> _TASK TO COMPLETE_
Pull every "white" line out of the data below.

> _DATA FOR PROCESSING_

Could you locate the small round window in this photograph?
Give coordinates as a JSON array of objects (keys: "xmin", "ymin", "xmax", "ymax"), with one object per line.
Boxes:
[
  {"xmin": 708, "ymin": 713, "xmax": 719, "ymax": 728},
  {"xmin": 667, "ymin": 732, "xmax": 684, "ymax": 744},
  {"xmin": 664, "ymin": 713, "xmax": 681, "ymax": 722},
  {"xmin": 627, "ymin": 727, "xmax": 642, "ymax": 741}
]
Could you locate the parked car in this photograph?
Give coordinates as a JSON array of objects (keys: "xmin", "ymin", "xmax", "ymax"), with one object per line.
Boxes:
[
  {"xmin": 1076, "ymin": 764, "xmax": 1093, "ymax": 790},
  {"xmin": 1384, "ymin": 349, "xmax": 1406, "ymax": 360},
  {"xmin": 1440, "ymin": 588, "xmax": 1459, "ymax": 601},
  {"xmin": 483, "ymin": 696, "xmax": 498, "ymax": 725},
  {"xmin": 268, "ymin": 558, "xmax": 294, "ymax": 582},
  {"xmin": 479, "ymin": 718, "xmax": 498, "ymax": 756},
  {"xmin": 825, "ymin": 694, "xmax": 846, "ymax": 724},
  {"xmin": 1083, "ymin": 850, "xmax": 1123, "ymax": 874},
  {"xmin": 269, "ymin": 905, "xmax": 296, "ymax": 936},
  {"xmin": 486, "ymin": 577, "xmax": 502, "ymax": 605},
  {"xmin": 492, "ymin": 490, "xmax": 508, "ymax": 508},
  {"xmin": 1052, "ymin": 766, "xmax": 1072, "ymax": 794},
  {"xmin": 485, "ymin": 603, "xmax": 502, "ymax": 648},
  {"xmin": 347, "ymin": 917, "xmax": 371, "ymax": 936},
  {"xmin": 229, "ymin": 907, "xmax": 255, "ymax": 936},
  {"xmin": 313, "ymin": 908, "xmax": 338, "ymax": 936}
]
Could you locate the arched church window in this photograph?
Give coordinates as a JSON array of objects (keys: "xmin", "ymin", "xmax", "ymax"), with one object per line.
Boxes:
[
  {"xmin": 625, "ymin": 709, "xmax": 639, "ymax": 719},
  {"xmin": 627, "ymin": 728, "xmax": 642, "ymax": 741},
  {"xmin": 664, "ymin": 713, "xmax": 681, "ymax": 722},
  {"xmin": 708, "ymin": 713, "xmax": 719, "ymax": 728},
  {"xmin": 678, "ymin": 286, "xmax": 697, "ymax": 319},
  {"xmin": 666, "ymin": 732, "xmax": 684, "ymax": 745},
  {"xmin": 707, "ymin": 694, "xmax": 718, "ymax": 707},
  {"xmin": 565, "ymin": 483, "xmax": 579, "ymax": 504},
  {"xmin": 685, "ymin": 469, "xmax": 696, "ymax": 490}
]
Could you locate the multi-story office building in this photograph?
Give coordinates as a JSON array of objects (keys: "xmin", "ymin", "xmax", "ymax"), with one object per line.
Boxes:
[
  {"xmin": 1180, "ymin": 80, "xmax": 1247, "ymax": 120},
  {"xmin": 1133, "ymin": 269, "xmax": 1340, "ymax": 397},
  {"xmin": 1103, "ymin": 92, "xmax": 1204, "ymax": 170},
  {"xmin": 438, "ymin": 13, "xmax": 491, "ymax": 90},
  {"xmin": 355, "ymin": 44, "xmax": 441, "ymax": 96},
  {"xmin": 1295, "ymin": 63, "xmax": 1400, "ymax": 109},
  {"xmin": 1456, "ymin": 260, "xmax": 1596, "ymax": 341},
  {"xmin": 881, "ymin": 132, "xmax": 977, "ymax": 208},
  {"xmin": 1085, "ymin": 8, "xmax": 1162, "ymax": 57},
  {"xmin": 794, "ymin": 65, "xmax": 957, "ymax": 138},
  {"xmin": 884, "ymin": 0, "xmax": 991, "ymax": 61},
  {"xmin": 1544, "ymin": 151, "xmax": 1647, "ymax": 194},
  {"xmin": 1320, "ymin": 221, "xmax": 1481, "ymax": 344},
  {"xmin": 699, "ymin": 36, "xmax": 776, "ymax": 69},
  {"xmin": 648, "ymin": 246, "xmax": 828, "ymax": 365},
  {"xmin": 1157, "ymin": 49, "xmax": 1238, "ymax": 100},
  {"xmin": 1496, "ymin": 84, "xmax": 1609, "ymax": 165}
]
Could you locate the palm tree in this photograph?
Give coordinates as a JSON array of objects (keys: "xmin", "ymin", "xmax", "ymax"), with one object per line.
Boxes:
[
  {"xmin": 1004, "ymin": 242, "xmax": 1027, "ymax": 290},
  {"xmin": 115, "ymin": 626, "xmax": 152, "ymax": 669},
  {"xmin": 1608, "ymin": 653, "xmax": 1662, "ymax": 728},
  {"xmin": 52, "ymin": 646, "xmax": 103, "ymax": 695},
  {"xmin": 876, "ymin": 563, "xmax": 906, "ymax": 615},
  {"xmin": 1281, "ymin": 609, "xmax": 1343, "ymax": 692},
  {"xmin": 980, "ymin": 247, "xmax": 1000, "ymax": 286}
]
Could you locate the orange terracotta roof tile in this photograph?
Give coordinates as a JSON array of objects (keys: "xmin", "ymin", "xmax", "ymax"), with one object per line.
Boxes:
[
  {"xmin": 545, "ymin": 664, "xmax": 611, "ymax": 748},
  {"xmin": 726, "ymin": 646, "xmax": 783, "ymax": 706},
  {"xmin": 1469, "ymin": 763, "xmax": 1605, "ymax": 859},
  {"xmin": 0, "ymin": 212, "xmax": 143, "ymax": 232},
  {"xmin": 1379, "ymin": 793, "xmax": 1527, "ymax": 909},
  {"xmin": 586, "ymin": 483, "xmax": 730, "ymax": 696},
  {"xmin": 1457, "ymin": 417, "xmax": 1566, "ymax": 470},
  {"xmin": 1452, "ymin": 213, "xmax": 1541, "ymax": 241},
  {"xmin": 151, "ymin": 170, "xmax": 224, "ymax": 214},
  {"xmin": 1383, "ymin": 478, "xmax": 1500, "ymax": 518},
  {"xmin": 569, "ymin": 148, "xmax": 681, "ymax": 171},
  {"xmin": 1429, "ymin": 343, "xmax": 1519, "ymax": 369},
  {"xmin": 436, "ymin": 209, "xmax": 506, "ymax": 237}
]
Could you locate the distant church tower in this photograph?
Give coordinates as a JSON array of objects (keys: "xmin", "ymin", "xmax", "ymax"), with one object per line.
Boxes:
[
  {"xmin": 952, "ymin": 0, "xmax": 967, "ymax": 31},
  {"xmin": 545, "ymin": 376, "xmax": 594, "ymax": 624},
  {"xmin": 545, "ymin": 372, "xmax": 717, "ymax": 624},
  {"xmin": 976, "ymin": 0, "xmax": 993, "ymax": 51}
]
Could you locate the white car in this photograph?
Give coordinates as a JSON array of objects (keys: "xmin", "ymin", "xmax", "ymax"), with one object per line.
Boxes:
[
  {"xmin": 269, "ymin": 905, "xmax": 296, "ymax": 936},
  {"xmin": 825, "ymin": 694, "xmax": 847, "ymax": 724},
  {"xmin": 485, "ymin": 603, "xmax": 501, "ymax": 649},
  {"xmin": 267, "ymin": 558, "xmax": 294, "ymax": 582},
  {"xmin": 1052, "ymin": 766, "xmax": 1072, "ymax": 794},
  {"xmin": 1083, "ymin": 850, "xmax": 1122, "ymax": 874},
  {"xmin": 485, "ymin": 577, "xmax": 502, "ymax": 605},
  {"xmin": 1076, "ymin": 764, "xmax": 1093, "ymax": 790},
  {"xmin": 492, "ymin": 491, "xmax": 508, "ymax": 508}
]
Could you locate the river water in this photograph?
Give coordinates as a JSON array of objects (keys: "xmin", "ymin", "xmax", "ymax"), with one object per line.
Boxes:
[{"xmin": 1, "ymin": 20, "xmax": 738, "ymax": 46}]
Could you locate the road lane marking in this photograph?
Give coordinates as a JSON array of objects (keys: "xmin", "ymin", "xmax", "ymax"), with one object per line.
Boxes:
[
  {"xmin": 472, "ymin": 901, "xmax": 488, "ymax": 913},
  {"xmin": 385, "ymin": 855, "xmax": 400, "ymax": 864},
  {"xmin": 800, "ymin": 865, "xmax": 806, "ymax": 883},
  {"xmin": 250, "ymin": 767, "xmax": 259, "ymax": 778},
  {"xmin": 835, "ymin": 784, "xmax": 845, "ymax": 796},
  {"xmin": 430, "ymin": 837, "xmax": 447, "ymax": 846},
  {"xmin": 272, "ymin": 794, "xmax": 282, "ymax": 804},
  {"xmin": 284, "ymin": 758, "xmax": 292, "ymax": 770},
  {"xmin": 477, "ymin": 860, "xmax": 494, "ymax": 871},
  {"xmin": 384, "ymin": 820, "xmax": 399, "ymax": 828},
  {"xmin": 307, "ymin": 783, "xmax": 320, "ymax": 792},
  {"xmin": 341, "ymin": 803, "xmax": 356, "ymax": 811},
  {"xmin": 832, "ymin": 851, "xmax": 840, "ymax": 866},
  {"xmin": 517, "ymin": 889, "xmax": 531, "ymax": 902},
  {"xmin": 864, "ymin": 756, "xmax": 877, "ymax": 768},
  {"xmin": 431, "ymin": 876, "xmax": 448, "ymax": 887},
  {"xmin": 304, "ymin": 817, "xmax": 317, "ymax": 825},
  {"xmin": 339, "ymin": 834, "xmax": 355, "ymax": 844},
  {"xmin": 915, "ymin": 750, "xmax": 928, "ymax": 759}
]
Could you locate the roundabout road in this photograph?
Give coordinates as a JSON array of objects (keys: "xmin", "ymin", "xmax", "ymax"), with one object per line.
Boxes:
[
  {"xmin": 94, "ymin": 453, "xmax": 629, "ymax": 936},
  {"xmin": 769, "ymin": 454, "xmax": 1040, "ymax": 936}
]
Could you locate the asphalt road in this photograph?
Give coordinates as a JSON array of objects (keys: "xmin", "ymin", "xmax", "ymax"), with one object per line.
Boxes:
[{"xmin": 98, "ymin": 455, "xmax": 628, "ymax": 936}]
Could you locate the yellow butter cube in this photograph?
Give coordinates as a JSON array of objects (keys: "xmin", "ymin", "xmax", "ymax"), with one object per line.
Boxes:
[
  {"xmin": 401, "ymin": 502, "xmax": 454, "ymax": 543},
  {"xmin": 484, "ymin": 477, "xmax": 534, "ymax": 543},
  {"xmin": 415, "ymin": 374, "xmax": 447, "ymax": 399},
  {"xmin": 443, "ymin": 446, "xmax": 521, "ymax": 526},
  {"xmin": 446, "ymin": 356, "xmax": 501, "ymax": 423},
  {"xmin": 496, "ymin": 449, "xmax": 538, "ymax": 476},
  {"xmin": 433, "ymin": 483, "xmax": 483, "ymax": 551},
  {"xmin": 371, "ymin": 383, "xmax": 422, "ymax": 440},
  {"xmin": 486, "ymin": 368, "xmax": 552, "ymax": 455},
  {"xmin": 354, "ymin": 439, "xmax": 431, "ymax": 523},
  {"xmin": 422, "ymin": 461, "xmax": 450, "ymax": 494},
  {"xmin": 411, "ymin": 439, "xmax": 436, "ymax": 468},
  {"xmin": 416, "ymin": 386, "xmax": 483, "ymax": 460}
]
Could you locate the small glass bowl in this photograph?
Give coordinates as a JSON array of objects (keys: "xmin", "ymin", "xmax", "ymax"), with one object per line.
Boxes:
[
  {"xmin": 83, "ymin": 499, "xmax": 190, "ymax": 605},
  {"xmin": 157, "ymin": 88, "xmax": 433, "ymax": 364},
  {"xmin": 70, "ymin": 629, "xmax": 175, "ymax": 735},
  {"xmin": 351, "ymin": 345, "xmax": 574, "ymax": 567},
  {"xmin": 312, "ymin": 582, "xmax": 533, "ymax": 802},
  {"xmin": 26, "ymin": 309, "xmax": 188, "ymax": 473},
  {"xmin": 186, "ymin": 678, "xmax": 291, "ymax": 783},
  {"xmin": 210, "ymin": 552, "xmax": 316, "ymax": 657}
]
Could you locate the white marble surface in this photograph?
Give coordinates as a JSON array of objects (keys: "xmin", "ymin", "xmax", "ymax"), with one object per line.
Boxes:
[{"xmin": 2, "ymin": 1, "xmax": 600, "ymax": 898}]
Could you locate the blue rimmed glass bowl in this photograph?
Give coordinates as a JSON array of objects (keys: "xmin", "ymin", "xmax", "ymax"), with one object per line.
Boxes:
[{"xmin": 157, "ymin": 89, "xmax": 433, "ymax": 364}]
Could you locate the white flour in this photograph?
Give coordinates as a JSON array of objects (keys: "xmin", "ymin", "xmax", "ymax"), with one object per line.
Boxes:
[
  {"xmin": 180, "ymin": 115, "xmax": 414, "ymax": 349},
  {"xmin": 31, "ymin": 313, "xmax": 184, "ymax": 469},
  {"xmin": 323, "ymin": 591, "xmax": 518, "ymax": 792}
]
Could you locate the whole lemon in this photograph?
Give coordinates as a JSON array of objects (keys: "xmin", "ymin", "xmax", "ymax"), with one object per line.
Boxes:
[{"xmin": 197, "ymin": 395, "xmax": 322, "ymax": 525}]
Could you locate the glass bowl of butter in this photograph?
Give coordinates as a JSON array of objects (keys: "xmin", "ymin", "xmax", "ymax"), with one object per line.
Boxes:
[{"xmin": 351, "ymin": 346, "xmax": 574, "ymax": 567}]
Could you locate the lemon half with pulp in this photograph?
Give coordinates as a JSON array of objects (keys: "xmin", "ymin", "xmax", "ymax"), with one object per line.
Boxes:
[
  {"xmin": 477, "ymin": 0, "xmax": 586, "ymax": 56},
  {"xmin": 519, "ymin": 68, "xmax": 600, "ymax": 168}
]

> _WRITTEN ANSWER_
Could you locate the white car in this photograph?
Could you locate the white marble surface in this photograph?
Could you locate the white flour in this photograph?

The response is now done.